━━━ THE INPUT ━━━
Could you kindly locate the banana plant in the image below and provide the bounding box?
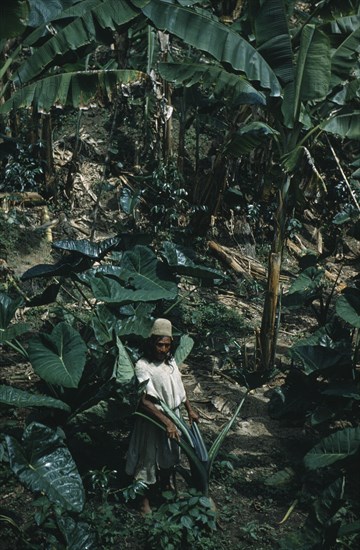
[135,390,248,497]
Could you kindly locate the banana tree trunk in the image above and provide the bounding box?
[260,175,291,370]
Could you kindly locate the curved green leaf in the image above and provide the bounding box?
[120,245,178,301]
[28,323,87,388]
[0,323,30,344]
[335,287,360,328]
[0,69,147,114]
[289,344,351,375]
[0,384,71,412]
[52,236,121,260]
[208,390,249,475]
[113,337,135,384]
[141,0,280,96]
[248,0,294,84]
[0,292,24,329]
[5,422,85,512]
[304,427,360,470]
[14,0,138,86]
[159,61,266,105]
[324,15,360,85]
[281,25,331,128]
[226,122,279,156]
[161,241,225,279]
[57,516,98,550]
[21,253,93,281]
[320,111,360,140]
[0,0,30,38]
[174,334,194,365]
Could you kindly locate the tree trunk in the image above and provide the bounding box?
[260,175,291,370]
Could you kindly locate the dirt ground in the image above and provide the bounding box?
[0,110,358,550]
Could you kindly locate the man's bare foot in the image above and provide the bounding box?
[140,497,152,516]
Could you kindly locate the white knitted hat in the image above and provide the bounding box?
[150,319,172,338]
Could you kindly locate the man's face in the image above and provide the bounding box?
[155,336,171,361]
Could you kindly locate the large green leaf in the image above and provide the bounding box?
[57,516,99,550]
[226,122,279,156]
[113,337,135,384]
[174,334,194,365]
[28,323,87,388]
[282,266,324,308]
[5,422,85,512]
[52,235,122,260]
[304,427,360,470]
[0,292,29,344]
[208,390,249,475]
[320,110,360,140]
[0,385,71,412]
[0,0,30,38]
[289,344,351,375]
[281,25,331,128]
[0,323,30,344]
[14,0,138,85]
[21,253,94,281]
[91,245,178,304]
[335,287,360,328]
[0,69,147,114]
[159,61,266,105]
[91,303,155,344]
[324,15,360,85]
[29,0,83,27]
[0,292,24,329]
[248,0,294,84]
[141,0,280,96]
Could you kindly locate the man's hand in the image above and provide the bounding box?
[166,422,180,441]
[188,409,200,426]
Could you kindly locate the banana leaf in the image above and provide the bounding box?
[0,292,24,330]
[304,427,360,470]
[161,241,225,279]
[113,336,135,384]
[5,422,85,512]
[21,253,94,281]
[0,384,71,412]
[56,516,98,550]
[174,334,194,365]
[159,60,266,105]
[335,287,360,328]
[51,235,122,260]
[141,0,280,96]
[28,323,87,388]
[0,0,30,39]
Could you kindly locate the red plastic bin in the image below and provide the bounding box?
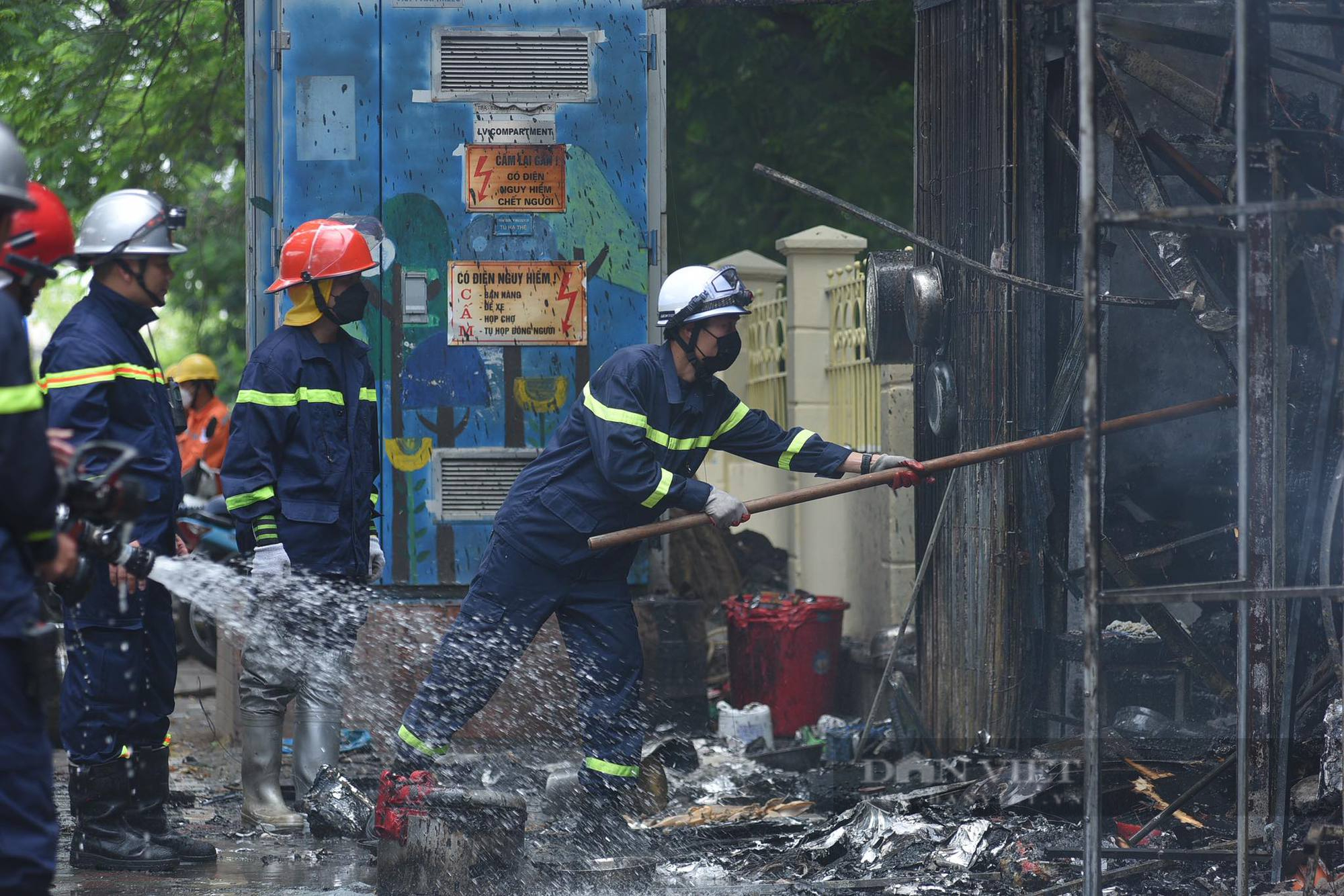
[723,594,849,737]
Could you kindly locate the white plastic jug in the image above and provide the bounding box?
[719,700,774,750]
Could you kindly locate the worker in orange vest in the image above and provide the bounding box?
[168,353,228,498]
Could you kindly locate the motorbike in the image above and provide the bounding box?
[172,494,241,669]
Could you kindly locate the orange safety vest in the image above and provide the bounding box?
[177,395,228,476]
━━━
▶ _WHAT THIS TASK INVOLVES_: Return every line of the listing above that contains the string "banana". Treat uppercase and lowercase letters as different.

▶ _REPLY_:
Could you kindly locate the banana plant in the image below and provide the bounding box?
Could you kindly locate the banana tree trunk in the image above and provide the bounding box?
Could you kindly locate the banana leaf in the image above and provide the bounding box?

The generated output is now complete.